Raw records
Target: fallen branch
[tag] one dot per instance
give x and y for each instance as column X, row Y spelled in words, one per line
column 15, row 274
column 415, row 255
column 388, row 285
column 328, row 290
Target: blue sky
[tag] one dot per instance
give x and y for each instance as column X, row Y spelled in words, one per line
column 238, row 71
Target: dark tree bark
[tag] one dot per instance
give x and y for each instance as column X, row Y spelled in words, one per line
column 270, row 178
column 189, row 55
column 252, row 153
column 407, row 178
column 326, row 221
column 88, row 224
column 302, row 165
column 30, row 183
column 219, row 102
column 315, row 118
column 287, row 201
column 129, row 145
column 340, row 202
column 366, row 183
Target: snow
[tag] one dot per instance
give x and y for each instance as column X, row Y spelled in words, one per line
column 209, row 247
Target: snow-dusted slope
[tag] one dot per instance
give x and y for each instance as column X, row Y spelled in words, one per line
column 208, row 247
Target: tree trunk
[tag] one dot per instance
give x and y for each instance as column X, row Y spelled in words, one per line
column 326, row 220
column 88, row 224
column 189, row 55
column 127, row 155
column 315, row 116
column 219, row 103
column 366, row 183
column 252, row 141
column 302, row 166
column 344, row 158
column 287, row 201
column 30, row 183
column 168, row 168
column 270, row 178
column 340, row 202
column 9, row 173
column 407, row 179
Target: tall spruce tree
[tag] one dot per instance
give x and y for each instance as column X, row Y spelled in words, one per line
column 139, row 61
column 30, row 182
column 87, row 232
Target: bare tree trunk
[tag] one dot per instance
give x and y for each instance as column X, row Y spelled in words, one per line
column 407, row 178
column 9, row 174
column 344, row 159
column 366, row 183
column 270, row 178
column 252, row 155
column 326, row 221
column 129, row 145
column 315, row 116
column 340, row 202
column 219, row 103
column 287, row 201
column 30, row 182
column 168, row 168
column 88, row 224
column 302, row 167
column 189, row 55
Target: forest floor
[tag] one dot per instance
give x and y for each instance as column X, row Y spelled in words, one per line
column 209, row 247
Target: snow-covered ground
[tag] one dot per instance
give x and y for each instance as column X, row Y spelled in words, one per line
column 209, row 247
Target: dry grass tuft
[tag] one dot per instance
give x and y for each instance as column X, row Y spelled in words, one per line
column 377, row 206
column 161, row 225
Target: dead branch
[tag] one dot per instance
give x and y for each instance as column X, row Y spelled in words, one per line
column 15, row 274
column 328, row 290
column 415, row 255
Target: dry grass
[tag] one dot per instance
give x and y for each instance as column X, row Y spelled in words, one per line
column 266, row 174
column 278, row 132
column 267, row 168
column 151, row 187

--

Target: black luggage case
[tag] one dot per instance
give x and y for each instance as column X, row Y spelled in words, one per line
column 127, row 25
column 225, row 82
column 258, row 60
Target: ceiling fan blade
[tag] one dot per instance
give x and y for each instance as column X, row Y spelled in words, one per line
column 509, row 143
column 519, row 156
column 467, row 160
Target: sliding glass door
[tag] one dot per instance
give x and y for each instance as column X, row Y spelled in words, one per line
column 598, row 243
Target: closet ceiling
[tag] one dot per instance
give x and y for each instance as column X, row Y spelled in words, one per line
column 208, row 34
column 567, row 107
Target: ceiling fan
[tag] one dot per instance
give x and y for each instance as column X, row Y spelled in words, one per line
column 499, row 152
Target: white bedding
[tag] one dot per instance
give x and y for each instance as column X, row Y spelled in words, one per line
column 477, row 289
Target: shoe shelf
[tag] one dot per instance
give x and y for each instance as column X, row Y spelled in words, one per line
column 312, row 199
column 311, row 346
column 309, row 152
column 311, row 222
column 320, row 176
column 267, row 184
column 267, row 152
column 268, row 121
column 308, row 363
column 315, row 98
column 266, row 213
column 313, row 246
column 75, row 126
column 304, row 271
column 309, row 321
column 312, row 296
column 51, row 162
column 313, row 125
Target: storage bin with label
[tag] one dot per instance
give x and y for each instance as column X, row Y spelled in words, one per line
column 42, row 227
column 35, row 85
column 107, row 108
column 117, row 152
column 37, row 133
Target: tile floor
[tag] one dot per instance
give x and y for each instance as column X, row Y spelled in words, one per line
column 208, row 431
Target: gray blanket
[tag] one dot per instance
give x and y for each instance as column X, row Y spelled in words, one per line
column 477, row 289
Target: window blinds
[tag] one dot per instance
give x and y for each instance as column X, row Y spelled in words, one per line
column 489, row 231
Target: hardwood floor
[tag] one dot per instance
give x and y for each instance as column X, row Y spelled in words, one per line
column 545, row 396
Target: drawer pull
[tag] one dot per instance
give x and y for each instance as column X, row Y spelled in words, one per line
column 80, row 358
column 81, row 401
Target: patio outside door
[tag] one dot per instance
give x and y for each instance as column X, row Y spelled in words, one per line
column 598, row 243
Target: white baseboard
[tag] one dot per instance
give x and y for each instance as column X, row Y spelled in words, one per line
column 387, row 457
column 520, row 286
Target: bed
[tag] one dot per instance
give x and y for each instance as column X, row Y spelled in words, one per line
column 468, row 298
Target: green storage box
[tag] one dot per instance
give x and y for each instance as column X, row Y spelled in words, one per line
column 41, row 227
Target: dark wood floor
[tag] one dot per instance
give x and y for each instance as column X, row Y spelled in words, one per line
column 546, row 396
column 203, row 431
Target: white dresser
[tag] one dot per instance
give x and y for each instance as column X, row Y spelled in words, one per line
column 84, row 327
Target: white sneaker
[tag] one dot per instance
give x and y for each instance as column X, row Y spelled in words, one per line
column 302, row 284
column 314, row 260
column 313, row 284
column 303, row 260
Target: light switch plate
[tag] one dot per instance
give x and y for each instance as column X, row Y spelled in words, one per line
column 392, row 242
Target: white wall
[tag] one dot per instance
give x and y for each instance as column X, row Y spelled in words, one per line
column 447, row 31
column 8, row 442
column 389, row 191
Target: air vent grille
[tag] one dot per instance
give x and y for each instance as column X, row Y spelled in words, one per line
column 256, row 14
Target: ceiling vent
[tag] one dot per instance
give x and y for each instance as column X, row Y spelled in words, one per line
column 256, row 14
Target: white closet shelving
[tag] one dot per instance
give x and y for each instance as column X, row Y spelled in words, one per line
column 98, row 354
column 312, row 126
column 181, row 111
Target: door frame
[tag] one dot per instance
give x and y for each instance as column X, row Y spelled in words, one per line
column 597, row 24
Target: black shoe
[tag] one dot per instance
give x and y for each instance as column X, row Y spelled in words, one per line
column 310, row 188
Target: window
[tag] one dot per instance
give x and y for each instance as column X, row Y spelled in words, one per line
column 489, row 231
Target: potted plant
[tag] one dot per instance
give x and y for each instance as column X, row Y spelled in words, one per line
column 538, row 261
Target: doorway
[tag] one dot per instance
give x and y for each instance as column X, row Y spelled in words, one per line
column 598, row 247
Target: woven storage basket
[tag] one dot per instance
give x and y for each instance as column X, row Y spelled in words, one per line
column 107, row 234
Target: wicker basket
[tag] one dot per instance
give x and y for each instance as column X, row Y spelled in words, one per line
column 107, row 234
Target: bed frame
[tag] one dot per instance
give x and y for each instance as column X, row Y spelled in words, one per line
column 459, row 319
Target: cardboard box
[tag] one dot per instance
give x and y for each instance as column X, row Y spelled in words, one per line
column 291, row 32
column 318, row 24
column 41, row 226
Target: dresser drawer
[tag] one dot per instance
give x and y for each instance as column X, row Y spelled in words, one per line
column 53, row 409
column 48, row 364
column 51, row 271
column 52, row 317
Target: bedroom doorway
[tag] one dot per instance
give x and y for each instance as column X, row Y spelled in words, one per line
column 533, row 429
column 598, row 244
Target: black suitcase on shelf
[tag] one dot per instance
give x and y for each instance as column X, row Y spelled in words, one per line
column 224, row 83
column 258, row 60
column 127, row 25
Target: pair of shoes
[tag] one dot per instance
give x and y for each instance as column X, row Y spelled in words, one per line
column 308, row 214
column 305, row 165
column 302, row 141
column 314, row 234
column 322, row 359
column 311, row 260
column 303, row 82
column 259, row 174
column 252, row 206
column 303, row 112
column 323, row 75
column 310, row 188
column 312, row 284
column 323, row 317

Problem to work on
Which lines in the records contain the string "shelf"? List each one in full; case counts.

The solution
Target: shoe shelf
Target: black suitcase on shelf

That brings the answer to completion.